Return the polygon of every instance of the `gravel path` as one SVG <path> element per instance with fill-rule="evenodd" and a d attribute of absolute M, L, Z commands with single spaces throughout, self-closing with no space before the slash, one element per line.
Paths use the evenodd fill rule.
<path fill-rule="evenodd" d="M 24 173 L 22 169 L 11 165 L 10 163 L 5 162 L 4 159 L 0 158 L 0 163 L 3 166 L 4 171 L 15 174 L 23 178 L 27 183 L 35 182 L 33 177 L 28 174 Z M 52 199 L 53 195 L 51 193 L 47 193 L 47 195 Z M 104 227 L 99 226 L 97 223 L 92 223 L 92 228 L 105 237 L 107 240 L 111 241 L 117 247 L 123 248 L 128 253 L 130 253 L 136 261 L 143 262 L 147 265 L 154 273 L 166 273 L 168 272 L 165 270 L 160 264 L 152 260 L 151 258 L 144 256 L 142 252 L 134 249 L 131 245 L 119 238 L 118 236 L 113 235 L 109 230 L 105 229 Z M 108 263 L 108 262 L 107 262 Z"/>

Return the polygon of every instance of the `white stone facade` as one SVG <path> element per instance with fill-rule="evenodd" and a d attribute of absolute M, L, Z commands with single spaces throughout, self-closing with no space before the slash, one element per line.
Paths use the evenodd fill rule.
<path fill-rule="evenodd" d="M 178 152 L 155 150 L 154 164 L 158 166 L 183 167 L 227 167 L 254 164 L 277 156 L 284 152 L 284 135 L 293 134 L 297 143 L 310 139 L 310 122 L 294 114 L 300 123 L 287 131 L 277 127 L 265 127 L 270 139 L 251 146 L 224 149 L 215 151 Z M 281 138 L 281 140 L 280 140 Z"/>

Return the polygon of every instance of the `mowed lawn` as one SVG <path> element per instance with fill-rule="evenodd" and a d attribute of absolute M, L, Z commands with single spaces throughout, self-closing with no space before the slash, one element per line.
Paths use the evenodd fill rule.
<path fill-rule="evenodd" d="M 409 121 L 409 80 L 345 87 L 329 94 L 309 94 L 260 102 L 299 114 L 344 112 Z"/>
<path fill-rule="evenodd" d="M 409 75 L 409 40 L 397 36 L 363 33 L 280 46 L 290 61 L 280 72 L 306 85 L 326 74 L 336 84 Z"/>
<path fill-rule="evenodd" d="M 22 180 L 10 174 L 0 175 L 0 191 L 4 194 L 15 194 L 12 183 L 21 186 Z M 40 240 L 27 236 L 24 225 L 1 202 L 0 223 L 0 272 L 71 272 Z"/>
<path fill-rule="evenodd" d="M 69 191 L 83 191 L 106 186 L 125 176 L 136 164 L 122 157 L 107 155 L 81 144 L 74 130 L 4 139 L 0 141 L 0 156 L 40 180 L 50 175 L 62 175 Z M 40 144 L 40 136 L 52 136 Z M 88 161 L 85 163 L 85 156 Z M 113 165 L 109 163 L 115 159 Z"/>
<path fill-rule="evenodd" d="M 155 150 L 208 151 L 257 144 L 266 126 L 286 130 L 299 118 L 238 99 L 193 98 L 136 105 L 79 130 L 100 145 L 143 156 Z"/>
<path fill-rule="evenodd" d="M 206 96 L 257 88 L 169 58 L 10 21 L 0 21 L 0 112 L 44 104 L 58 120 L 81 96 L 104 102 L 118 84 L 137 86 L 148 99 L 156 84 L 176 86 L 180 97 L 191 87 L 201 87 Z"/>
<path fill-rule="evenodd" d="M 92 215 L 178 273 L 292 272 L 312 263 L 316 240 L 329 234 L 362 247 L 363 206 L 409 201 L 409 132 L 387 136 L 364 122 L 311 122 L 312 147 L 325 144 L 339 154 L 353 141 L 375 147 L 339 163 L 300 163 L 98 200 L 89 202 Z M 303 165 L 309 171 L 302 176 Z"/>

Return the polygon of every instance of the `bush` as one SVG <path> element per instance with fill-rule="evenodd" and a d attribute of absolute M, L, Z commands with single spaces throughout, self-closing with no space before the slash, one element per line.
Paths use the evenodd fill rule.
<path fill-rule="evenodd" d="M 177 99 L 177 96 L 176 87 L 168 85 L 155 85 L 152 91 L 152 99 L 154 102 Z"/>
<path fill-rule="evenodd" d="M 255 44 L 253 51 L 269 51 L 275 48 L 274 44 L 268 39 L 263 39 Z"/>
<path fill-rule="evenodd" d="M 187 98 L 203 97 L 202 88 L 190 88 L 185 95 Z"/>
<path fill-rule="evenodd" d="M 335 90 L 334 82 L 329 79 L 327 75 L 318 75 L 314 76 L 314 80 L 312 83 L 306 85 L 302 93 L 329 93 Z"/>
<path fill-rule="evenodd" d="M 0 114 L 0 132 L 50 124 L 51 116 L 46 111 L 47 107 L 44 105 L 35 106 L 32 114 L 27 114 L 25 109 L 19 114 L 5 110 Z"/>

» **WHAT YOU ARE ASKED TO DO**
Can you write out the listing above again, switching "mowed lawn" to "trimmed grass" and leaving everything else unchanged?

» **FINAL RESULT**
Return the polygon of every instance of the `gravel path` as one SVG <path> element per instance with fill-rule="evenodd" and a d attribute of absolute M, L, Z commands with single spaces throughout, self-closing with no space before the slash, one element per line.
Paths use the evenodd fill rule.
<path fill-rule="evenodd" d="M 24 173 L 22 169 L 11 165 L 10 163 L 5 162 L 4 159 L 0 158 L 0 163 L 3 166 L 4 171 L 15 174 L 23 178 L 27 183 L 35 182 L 33 177 L 28 174 Z M 52 199 L 53 195 L 51 193 L 47 193 L 47 195 Z M 104 227 L 99 226 L 97 223 L 92 223 L 92 228 L 105 237 L 107 240 L 111 241 L 117 247 L 123 248 L 128 253 L 130 253 L 136 261 L 143 262 L 147 265 L 154 273 L 166 273 L 168 272 L 165 270 L 160 264 L 152 260 L 151 258 L 144 256 L 142 252 L 134 249 L 131 245 L 119 238 L 118 236 L 113 235 L 109 230 L 105 229 Z M 108 263 L 108 262 L 107 262 Z"/>

Return the polygon of every instance of the `white stone facade` as one SVG <path> element per instance with fill-rule="evenodd" and a d attribute of absolute M, L, Z commands with single spaces throughout, self-closing with no space before the slash, one element per line.
Paths use the evenodd fill rule.
<path fill-rule="evenodd" d="M 178 152 L 155 150 L 154 164 L 158 166 L 183 167 L 227 167 L 254 164 L 277 156 L 284 152 L 284 135 L 293 134 L 297 143 L 310 139 L 310 122 L 294 114 L 300 123 L 287 131 L 277 127 L 265 127 L 270 139 L 251 146 L 224 149 L 215 151 Z M 281 138 L 281 140 L 280 140 Z"/>

Return the polygon of every instance of the `trimmed grass` as one SVG <path> element per instance with fill-rule="evenodd" and a d attribute of absolute M, L, Z commands with single spaces throughout, self-closing with no space before the slash, one element per line.
Paths use the evenodd fill rule.
<path fill-rule="evenodd" d="M 409 121 L 409 80 L 345 87 L 329 94 L 309 94 L 260 102 L 299 114 L 344 112 Z"/>
<path fill-rule="evenodd" d="M 409 75 L 409 40 L 397 36 L 363 33 L 280 46 L 290 61 L 280 72 L 306 85 L 326 74 L 336 84 Z"/>
<path fill-rule="evenodd" d="M 22 180 L 10 174 L 0 175 L 0 191 L 4 194 L 15 194 L 12 183 L 21 186 Z M 40 240 L 27 236 L 24 225 L 1 202 L 0 223 L 0 272 L 71 272 Z"/>
<path fill-rule="evenodd" d="M 69 191 L 83 191 L 106 186 L 125 176 L 136 164 L 122 157 L 107 155 L 81 144 L 74 130 L 4 139 L 0 141 L 0 156 L 40 180 L 50 175 L 62 175 Z M 40 144 L 40 136 L 52 136 Z M 88 161 L 85 163 L 85 156 Z M 113 165 L 109 163 L 115 159 Z"/>
<path fill-rule="evenodd" d="M 155 150 L 208 151 L 257 144 L 266 126 L 286 130 L 299 118 L 238 99 L 193 98 L 136 105 L 79 130 L 100 145 L 143 156 Z"/>
<path fill-rule="evenodd" d="M 206 96 L 257 88 L 169 58 L 10 21 L 0 21 L 0 112 L 44 104 L 58 120 L 81 96 L 104 102 L 118 84 L 137 86 L 148 99 L 156 84 L 176 86 L 180 97 L 191 87 L 201 87 Z"/>
<path fill-rule="evenodd" d="M 92 215 L 178 273 L 292 272 L 312 263 L 316 240 L 329 234 L 362 247 L 363 206 L 409 201 L 409 132 L 387 136 L 364 122 L 311 122 L 312 147 L 325 144 L 339 154 L 353 141 L 375 147 L 339 163 L 300 163 L 98 200 L 89 202 Z M 303 165 L 309 171 L 302 176 Z"/>

Return the polygon of every instance of the `bush` as one SVG <path> element per instance with fill-rule="evenodd" and a d attribute of absolute M, L, Z commands with single spaces throughout, self-closing with no space before the slash, one element per line.
Paths use the evenodd fill rule.
<path fill-rule="evenodd" d="M 177 99 L 177 96 L 176 87 L 168 85 L 155 85 L 152 91 L 152 99 L 154 102 Z"/>
<path fill-rule="evenodd" d="M 255 44 L 253 51 L 269 51 L 275 48 L 274 44 L 268 39 L 263 39 Z"/>
<path fill-rule="evenodd" d="M 187 98 L 203 97 L 202 88 L 190 88 L 185 95 Z"/>
<path fill-rule="evenodd" d="M 335 90 L 334 82 L 329 79 L 327 75 L 318 75 L 314 76 L 314 80 L 312 83 L 306 85 L 302 93 L 329 93 Z"/>
<path fill-rule="evenodd" d="M 0 114 L 0 132 L 50 124 L 51 116 L 46 111 L 47 107 L 44 105 L 35 106 L 32 114 L 27 114 L 25 109 L 19 114 L 5 110 Z"/>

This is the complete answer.